* START *
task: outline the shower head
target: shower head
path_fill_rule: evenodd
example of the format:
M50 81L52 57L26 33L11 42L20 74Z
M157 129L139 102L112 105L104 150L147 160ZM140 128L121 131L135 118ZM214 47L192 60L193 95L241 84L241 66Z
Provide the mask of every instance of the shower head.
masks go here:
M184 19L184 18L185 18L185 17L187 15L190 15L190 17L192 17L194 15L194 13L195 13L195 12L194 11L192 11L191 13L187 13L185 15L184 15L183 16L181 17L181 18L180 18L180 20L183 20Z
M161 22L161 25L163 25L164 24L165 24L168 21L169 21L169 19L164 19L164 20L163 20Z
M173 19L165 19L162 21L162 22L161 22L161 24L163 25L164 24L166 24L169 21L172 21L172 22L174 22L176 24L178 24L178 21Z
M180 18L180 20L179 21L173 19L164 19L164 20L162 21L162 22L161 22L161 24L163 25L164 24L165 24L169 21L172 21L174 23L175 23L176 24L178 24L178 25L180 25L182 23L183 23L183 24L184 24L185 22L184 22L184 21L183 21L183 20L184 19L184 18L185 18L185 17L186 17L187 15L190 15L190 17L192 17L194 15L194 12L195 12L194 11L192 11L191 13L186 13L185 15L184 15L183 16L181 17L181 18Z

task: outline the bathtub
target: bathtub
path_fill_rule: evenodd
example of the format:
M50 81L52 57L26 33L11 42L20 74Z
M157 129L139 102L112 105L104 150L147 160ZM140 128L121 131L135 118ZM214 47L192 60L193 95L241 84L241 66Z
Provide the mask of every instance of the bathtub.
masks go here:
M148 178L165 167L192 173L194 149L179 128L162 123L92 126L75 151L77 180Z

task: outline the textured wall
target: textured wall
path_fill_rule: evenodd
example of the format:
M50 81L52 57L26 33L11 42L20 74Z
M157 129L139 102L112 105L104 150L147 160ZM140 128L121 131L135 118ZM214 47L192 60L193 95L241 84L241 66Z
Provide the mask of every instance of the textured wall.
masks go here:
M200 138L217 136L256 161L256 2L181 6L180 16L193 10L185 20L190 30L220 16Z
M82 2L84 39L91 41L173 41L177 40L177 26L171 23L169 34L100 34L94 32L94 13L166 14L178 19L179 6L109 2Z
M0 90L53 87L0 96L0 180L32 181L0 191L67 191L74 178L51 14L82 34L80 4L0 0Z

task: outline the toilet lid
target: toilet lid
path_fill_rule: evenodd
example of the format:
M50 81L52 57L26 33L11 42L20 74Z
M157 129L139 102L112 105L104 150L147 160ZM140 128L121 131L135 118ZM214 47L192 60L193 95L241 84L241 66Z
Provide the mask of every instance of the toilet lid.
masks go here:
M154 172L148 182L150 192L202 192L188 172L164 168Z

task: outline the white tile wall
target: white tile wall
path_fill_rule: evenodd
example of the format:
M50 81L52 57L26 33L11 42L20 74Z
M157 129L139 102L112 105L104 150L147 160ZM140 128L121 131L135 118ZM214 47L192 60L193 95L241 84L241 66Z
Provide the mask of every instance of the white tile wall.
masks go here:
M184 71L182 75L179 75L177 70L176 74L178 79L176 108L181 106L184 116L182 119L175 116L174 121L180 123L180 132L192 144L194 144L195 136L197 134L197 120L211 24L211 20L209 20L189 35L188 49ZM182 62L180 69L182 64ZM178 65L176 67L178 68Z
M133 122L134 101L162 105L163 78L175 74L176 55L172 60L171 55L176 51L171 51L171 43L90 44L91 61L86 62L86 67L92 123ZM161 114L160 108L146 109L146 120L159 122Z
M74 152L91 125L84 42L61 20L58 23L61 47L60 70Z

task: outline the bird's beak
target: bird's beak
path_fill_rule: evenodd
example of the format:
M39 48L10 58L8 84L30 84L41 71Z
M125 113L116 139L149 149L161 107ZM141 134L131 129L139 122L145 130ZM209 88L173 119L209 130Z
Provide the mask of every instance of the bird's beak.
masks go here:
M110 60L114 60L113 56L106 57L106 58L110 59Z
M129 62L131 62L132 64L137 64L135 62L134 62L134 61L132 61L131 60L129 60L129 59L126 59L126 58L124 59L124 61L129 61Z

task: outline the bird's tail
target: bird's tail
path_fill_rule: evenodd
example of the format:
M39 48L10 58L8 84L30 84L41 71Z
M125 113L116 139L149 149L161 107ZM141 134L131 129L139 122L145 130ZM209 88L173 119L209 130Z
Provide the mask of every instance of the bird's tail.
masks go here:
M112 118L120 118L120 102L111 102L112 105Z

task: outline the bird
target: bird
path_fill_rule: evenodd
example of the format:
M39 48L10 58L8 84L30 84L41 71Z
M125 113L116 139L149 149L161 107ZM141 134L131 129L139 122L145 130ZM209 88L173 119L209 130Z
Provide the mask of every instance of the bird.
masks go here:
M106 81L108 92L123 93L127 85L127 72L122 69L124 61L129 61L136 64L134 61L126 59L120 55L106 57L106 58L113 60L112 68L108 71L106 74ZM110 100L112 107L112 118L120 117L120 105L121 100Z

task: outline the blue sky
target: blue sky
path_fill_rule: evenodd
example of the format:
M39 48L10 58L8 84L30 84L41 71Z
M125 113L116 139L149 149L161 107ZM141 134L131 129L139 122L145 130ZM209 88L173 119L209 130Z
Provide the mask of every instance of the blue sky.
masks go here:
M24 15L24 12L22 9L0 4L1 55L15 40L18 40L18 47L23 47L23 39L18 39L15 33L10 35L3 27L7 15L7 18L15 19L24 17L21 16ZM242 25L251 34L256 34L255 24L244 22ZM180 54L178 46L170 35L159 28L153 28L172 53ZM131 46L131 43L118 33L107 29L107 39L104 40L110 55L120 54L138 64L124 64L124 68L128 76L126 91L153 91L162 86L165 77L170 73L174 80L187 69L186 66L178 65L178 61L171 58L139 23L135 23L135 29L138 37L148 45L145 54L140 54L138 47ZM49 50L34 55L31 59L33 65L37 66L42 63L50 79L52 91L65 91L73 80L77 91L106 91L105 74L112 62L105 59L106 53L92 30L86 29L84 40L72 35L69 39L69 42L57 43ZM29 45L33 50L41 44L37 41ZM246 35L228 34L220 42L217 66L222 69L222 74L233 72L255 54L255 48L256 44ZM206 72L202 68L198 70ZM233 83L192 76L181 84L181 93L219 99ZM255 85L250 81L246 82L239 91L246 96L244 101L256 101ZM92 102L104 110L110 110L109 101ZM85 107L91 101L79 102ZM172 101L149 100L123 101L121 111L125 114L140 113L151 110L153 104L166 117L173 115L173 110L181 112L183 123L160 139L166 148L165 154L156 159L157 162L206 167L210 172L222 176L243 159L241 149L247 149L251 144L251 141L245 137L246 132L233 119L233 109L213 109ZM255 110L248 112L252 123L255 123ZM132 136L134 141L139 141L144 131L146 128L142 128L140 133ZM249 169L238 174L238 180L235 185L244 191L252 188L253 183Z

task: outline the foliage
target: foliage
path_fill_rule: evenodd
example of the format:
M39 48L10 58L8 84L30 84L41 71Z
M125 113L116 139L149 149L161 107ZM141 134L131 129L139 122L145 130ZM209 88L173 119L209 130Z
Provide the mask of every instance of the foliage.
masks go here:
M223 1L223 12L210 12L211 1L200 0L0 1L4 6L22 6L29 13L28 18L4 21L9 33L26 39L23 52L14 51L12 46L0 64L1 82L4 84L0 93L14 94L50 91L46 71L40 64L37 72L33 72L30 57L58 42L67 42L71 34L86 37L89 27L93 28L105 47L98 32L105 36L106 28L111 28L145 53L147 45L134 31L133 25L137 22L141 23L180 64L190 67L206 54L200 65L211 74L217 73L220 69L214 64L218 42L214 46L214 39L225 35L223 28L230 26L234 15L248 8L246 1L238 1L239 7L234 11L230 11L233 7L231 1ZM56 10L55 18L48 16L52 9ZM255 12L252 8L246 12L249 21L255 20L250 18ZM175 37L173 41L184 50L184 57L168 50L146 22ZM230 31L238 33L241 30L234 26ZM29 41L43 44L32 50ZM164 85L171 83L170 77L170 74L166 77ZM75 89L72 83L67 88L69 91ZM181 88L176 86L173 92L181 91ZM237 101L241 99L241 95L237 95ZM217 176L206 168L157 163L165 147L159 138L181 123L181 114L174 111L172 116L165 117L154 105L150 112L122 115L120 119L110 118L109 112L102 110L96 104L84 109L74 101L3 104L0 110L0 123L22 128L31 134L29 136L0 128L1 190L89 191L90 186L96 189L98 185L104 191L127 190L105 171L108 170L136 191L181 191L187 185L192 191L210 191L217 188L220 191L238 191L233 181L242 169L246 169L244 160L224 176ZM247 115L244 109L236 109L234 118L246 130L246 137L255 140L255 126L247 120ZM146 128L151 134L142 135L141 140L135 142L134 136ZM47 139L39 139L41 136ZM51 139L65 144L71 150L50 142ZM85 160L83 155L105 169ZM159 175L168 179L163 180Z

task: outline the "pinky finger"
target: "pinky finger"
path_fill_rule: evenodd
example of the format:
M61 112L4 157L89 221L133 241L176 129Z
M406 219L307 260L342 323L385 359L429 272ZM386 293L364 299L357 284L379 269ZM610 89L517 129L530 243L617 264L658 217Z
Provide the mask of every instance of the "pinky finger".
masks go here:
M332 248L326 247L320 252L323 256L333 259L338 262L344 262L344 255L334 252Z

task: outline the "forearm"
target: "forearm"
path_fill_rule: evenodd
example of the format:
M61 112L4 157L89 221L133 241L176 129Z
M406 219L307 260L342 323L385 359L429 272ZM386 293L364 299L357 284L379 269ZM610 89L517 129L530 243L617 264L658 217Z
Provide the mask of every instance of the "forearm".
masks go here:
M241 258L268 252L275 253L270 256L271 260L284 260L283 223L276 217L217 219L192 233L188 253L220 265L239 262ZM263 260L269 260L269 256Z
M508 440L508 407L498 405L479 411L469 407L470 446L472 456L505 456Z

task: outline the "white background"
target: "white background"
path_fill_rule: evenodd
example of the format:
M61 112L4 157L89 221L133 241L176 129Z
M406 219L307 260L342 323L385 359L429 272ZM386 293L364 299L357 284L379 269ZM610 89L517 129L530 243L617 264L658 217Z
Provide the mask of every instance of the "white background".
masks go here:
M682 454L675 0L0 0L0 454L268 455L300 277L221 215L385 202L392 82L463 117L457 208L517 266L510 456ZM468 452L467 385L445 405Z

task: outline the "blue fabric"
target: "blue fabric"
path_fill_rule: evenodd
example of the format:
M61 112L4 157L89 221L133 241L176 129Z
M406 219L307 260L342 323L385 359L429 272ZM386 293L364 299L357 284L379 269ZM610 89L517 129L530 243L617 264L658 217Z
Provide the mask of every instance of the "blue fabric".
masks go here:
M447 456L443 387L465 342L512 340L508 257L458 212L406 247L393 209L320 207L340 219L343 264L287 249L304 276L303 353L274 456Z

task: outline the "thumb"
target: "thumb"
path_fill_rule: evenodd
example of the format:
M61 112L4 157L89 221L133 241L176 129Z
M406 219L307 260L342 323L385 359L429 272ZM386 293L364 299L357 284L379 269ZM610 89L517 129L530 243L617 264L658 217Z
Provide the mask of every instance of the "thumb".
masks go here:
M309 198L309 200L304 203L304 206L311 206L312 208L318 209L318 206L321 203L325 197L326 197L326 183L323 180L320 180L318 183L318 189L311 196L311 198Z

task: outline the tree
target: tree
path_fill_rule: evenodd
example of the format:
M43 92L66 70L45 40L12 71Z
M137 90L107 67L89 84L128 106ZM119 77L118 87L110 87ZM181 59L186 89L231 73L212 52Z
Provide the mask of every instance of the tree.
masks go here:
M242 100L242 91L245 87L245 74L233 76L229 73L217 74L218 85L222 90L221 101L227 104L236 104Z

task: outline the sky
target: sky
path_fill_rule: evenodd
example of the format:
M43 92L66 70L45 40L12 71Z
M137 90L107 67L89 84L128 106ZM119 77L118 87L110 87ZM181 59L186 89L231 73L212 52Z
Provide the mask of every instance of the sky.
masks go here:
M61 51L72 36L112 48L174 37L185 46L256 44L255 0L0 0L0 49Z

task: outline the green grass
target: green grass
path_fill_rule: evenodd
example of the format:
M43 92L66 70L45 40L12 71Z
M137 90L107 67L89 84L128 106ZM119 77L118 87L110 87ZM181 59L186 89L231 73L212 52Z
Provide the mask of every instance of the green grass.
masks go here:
* END *
DESCRIPTION OF THE TASK »
Convert everything from the line containing "task: outline the green grass" down to the end of the entries into a Markdown table with the columns Row and Line, numbering each line and omitting blank lines.

REPLY TO THE EXERCISE »
| Row | Line |
|---|---|
| 1 | task: outline the green grass |
| 2 | target: green grass |
| 3 | path_fill_rule: evenodd |
| 4 | example of the format: |
| 5 | M43 92L66 70L45 40L12 71Z |
| 6 | M137 90L107 67L89 84L128 106ZM119 77L118 87L110 87ZM181 59L186 89L231 73L212 52Z |
| 7 | Provide the mask of every instance of the green grass. |
| 8 | masks go here: |